--- ENTRIES SHOWN Enclosed Below ---

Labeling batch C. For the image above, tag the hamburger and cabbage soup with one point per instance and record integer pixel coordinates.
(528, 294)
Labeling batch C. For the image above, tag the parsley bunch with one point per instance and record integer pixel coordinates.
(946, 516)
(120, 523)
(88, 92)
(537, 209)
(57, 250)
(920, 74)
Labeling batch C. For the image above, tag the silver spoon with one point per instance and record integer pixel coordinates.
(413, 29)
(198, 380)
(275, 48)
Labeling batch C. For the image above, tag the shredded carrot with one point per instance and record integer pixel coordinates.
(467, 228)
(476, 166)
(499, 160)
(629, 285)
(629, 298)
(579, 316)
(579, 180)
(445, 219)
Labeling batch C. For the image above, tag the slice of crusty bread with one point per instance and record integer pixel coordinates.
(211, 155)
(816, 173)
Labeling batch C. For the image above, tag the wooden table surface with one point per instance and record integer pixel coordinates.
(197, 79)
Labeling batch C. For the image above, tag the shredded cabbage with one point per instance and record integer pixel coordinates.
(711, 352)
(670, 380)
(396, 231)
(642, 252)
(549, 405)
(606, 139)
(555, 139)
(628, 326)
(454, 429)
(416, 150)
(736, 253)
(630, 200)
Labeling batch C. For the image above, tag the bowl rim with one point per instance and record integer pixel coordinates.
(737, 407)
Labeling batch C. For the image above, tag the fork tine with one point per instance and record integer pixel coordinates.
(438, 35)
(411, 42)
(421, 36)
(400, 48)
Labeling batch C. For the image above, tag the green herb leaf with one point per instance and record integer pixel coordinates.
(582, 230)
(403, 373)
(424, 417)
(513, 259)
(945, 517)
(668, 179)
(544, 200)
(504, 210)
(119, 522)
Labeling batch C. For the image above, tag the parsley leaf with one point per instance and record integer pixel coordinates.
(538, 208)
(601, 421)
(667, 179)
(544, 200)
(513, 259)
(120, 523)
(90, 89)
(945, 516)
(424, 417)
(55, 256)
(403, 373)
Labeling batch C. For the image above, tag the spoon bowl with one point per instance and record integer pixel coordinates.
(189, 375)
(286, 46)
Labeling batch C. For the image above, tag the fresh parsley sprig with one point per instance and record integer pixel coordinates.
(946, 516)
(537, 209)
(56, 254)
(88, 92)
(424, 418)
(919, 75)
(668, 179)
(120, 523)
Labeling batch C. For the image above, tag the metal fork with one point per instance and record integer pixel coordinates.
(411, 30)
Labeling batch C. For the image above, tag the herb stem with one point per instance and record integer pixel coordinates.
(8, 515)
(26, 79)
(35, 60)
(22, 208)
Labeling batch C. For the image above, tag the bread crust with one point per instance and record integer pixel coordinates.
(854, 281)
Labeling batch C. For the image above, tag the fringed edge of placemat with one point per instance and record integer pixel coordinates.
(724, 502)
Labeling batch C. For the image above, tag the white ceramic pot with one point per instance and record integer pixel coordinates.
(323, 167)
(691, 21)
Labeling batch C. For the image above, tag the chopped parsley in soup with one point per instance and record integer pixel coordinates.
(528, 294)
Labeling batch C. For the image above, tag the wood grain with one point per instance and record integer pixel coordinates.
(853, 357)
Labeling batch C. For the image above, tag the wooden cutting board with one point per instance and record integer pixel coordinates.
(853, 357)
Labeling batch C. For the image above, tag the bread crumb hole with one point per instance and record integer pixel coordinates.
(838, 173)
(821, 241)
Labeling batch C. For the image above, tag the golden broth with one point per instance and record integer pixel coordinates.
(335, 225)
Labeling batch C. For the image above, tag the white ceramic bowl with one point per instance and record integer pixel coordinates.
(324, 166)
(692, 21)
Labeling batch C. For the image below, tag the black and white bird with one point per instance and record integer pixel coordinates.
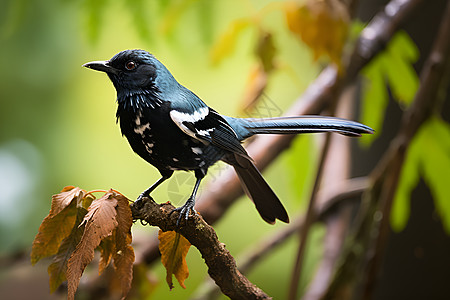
(171, 128)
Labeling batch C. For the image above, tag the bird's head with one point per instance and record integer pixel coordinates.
(132, 71)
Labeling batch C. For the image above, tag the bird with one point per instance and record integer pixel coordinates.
(171, 128)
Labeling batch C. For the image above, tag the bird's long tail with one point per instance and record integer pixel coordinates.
(254, 185)
(303, 124)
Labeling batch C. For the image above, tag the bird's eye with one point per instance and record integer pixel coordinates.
(130, 65)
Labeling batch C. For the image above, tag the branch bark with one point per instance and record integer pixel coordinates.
(220, 194)
(373, 230)
(221, 265)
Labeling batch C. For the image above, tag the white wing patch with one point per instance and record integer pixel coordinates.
(179, 117)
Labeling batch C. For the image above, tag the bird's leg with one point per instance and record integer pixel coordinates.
(147, 192)
(189, 205)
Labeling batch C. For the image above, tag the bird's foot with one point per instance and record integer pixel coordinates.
(138, 203)
(184, 210)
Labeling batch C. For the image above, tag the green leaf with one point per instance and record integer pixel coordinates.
(141, 18)
(375, 99)
(301, 161)
(409, 178)
(227, 41)
(391, 68)
(94, 16)
(429, 155)
(397, 65)
(435, 160)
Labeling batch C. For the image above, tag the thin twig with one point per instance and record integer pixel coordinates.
(221, 265)
(346, 191)
(372, 232)
(220, 194)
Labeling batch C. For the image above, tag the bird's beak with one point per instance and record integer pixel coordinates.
(102, 66)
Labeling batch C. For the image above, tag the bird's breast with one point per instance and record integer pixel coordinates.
(153, 135)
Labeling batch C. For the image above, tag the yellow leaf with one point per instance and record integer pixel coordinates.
(322, 25)
(174, 248)
(254, 87)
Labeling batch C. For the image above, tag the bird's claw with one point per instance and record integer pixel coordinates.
(184, 210)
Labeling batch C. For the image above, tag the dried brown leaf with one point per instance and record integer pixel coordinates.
(100, 222)
(58, 269)
(322, 25)
(174, 248)
(106, 249)
(52, 231)
(63, 199)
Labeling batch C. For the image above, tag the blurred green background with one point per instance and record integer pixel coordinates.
(57, 128)
(57, 119)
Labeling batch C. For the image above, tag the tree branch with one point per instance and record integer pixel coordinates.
(345, 191)
(220, 194)
(372, 232)
(221, 265)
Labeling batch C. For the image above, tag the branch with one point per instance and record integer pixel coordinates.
(220, 194)
(373, 231)
(221, 265)
(434, 79)
(345, 192)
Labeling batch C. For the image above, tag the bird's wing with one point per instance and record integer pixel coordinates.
(206, 125)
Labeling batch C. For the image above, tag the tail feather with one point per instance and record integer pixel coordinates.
(257, 189)
(304, 124)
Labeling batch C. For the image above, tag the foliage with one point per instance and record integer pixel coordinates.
(77, 225)
(391, 69)
(174, 248)
(433, 137)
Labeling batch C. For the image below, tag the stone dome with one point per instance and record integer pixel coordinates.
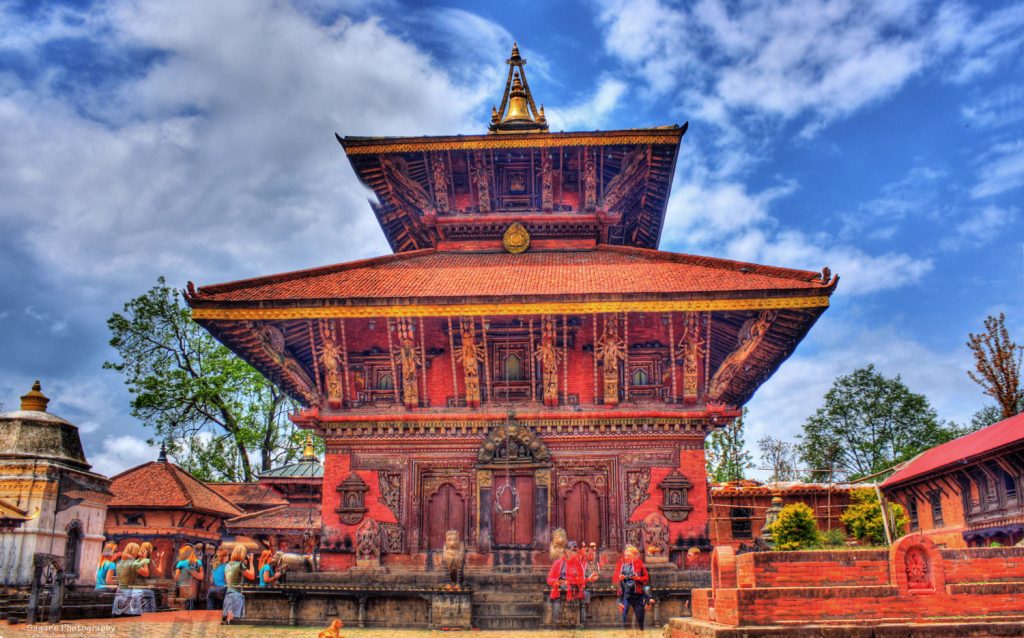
(34, 433)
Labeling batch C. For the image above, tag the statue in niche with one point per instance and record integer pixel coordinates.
(590, 184)
(548, 355)
(751, 336)
(440, 183)
(610, 349)
(471, 356)
(410, 356)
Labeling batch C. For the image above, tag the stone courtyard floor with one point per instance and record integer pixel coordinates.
(207, 625)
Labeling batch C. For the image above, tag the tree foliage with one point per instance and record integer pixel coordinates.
(779, 457)
(795, 528)
(867, 424)
(863, 517)
(727, 459)
(997, 365)
(217, 415)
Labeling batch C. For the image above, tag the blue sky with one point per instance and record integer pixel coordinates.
(196, 140)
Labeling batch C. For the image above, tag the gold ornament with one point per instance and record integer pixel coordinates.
(516, 240)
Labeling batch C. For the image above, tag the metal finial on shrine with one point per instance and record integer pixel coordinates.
(518, 112)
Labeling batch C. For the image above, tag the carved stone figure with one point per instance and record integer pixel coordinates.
(440, 183)
(610, 349)
(590, 184)
(547, 189)
(368, 542)
(482, 180)
(691, 345)
(559, 541)
(453, 556)
(547, 353)
(751, 336)
(470, 355)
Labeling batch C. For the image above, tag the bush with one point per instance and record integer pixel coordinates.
(795, 528)
(863, 517)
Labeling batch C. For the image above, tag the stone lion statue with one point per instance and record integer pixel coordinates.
(454, 556)
(559, 541)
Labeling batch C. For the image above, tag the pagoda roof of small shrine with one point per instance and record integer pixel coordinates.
(431, 277)
(284, 517)
(960, 451)
(162, 484)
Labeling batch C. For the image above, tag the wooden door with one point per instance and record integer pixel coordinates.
(582, 514)
(517, 529)
(445, 510)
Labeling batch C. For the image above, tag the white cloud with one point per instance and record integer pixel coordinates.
(1001, 169)
(118, 454)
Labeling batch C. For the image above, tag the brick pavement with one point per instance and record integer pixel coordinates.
(207, 625)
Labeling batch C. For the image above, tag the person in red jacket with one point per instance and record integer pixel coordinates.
(566, 582)
(631, 577)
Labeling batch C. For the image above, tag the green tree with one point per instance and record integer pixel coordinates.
(867, 424)
(217, 415)
(727, 460)
(997, 365)
(863, 517)
(795, 528)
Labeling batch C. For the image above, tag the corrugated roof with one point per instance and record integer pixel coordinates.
(997, 435)
(160, 483)
(429, 273)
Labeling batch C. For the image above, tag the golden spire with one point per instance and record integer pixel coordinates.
(35, 399)
(517, 114)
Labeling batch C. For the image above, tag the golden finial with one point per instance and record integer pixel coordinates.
(35, 400)
(308, 454)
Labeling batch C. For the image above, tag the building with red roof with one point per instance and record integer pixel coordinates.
(967, 492)
(527, 358)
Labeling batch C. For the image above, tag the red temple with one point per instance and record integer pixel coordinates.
(527, 358)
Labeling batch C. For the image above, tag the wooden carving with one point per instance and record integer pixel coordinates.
(547, 189)
(590, 184)
(330, 359)
(751, 336)
(471, 356)
(411, 357)
(440, 183)
(548, 355)
(692, 347)
(610, 349)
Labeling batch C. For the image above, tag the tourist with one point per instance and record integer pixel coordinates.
(240, 566)
(565, 579)
(107, 578)
(591, 571)
(187, 570)
(215, 597)
(268, 572)
(631, 577)
(130, 599)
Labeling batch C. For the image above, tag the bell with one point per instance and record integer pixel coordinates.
(518, 109)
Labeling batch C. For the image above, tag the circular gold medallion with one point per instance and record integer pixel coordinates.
(516, 239)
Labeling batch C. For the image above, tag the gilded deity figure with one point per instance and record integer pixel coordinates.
(691, 346)
(410, 356)
(471, 355)
(610, 349)
(548, 355)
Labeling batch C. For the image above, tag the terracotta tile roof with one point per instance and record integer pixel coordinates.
(1006, 432)
(430, 274)
(286, 517)
(164, 484)
(249, 496)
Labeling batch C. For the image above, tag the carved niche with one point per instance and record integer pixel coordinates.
(675, 501)
(513, 443)
(353, 496)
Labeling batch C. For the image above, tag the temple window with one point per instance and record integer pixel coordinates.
(936, 500)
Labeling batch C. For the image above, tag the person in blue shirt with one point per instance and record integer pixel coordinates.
(268, 568)
(215, 597)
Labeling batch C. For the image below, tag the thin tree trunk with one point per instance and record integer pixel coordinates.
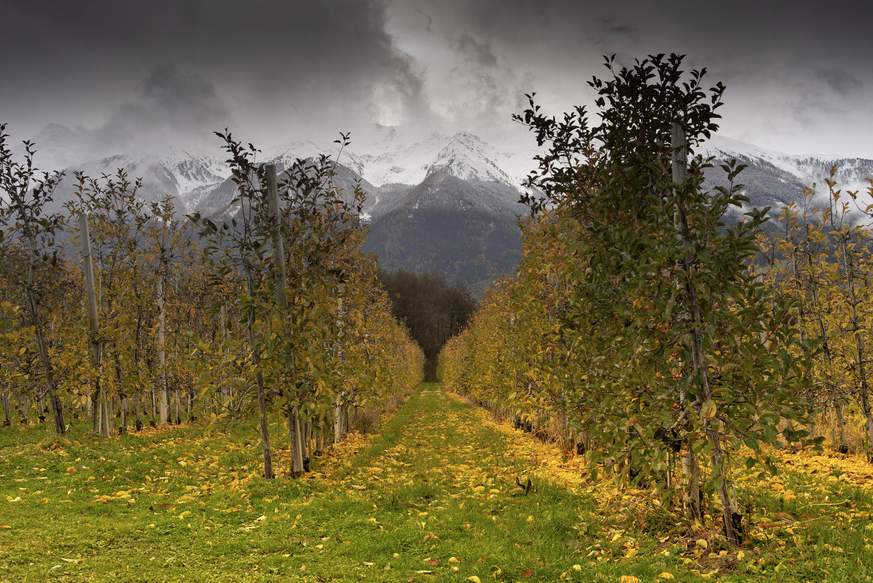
(730, 512)
(295, 442)
(7, 419)
(860, 353)
(262, 393)
(162, 353)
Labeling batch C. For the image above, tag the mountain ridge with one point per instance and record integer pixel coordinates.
(428, 197)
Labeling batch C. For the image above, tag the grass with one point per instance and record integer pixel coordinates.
(432, 496)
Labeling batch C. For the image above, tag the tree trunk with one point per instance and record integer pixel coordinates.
(860, 352)
(7, 419)
(730, 512)
(262, 393)
(295, 442)
(162, 353)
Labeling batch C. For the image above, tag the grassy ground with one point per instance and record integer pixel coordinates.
(433, 496)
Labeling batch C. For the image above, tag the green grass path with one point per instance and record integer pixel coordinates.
(431, 497)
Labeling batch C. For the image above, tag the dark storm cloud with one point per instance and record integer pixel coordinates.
(840, 82)
(170, 108)
(479, 53)
(292, 69)
(279, 59)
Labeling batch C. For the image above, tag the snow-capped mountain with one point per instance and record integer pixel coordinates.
(199, 180)
(445, 203)
(774, 179)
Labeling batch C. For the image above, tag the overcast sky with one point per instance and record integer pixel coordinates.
(131, 74)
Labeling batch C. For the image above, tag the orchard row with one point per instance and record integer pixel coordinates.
(273, 306)
(667, 342)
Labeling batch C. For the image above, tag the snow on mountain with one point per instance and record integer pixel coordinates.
(388, 161)
(390, 165)
(462, 155)
(807, 169)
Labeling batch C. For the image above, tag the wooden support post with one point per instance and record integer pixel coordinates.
(101, 414)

--- End of Enclosed ENTRIES SHOWN ---

YOUR INSTRUCTIONS: Look above for the line containing "Labeling batch C. For the image above, tag the grassy"; copy from it through the last line, exactly, and nothing more.

EXERCISE OUTPUT:
Labeling batch C. For the image above, tag the grassy ground with one point per instance and record integer pixel coordinates.
(433, 496)
Labeling batch C. For the image above, tag the green grass path with one point per instance and record integer pixel coordinates.
(431, 497)
Labeling batch C. For the image above, tag the dark storm cloud with one point per instance and record integer pixel coordinates.
(840, 82)
(170, 108)
(479, 53)
(292, 69)
(279, 59)
Labeling batch C. For the image above, tag the snow-capped mountain with one point per instance and record integer pixel coordinates.
(199, 180)
(445, 203)
(774, 179)
Labeling batch C. For the image above, tag the overcast sky with one point per instance and record integer pixel coordinates.
(131, 74)
Labeling batch C. For the image above, tag the orchard row with one point per instance and record integer pixel coordinates.
(273, 306)
(667, 342)
Labeling batch C. For the image above, tag the snow on mountain with one point per instance and record integer pixel coordinates.
(388, 161)
(390, 165)
(462, 155)
(807, 169)
Labeling batch C. For the image above, tag the wooden support post with one point per instance and record integer pixel coordinates.
(101, 414)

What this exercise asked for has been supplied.